INSTRUCTIONS FOR THE TASK>
Please return the stretch of the records below from the line containing "Would you mind marking the green" through the line containing "Target: green puffy jacket", word for word. Leave any pictures out of your answer.

start RECORDED DATA

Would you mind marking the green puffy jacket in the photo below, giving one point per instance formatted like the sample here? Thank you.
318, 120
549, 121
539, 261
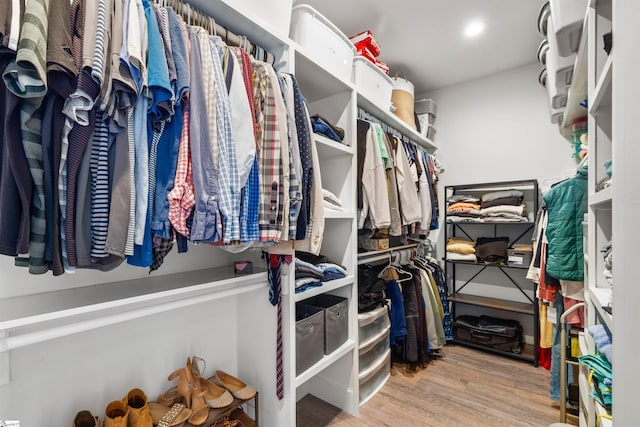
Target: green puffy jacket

end RECORDED DATA
start RECORDED DATA

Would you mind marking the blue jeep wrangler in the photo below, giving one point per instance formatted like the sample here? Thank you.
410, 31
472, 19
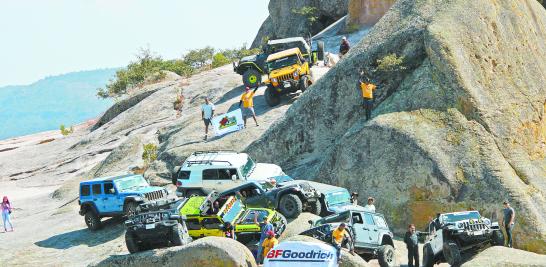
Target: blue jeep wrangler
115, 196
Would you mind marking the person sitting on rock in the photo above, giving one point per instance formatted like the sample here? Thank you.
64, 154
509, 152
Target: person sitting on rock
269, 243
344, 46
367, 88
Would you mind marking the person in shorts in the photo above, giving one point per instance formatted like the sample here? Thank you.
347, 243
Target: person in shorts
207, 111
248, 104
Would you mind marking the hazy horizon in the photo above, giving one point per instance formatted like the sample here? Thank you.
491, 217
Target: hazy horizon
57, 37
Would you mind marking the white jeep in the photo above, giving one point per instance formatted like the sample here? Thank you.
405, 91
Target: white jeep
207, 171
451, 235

end RECORDED DATA
start RECORDED DATA

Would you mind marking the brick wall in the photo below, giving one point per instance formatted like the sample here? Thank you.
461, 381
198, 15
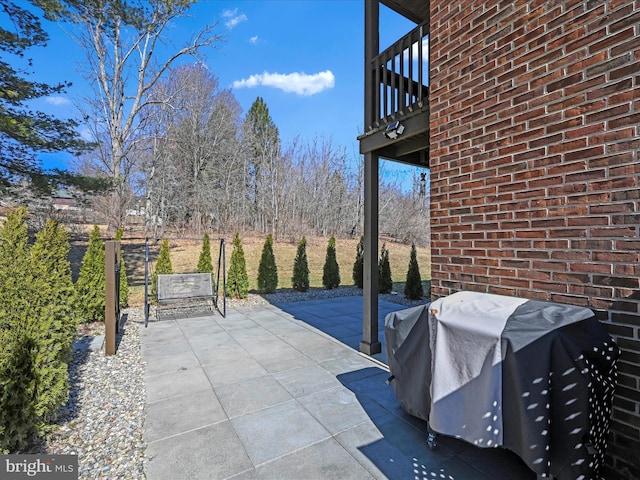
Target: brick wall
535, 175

end RECORDED DATA

TASK OUTPUT>
Would you mind marking the green puffy jacket in the photo below, giving one point per instance formatted like the sample here? Thank you.
318, 120
549, 121
539, 261
Target: green puffy jacket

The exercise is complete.